Written task: In the Chromebook discussion below, write out everything from "I think that's" down to "say I shouldnt?", substituting "peak boost clock" for "max turbo frequency" wherever it occurs.

Page:
++++++++
I think Chromebook throttle the CPU frequency to a low level to make it run at a sweet spot where there is enough performance but not much heat.

Saying that as someone who installed Linux on a Chromebook with 1215u. (Don't do that)

I do that with other AMD machines as well. I always throttle CPU to base frequency unless I really need max performance, which has not happened yet.

I think that's just what I Intel or AMD should have done in the first place -- lower both the base frequency and max turbo frequency to the point that the fan does not even turn on in most workflows.

I suspect that they want to look good in benchmarks, so they set max turbo frequency very high. But that doesn't matter in 90% of the workflows.


Good point actually, wanted to install Linux on it because Chromeox is very restricted, why do you say I shouldnt?


Now that you are interested, I'm happy to share more.

For context, I got this exact machine https://www.ebay.com/itm/134571642124 at $174, and did it because I wanted a cheap, 15.6" laptop with an accurate & high resolution screen that is more useful than an iPad Pro. A refurbished machine of this model almost perfectly fits those requirements. I installed Linux (Mint) because lots of things like window management and VPN are cumbersome on ChromeOS, and I want very little to do with Google. I didn't install Windows because memory is limited (8GB) and the experience wouldn't be good, but if it had 16GB I would have done that instead.

Issues I have run into:

* Keyboard layout

   * Apparently Caps Lock and Esc keys are going to be a problem. And if you have a remote session where the remote machine has Caps Lock and Esc swapped, it would be a mess. As a (vscode) vim user, I ended up doing Ctrl+[ for Esc. (If I spent more time on it I probably would have figured it out)

    * Also apparently, F11 and F12 keys don't exist, and it can be painful for debugging.

    * You need to properly map F1-F10 as well.
* Audio issues -- there is a chromebook-linux-audio project that enables audio on chromebooks, and I know other people have successfully used it for this model but on a different distro. The project clearly says it does not support Ubuntu, and it indeed didn't work for me. Not that I need or care about audio on this machine dedicated to programming, but missing audio can be annoying at times when you need it.
++++++++
Provided material:
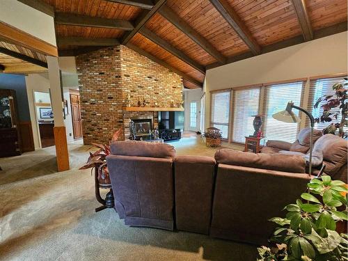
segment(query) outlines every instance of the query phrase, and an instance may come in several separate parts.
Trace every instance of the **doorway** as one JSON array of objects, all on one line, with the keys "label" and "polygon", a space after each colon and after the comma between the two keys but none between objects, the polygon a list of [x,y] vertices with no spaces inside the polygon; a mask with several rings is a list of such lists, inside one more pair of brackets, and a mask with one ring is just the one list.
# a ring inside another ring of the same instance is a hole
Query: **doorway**
[{"label": "doorway", "polygon": [[82,124],[81,120],[80,93],[75,90],[70,90],[70,93],[74,139],[81,139],[82,138]]}]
++++++++
Solved problem:
I think that's just what I Intel or AMD should have done in the first place -- lower both the base frequency and peak boost clock to the point that the fan does not even turn on in most workflows.

I suspect that they want to look good in benchmarks, so they set peak boost clock very high. But that doesn't matter in 90% of the workflows.


Good point actually, wanted to install Linux on it because Chromeox is very restricted, why do you say I shouldnt?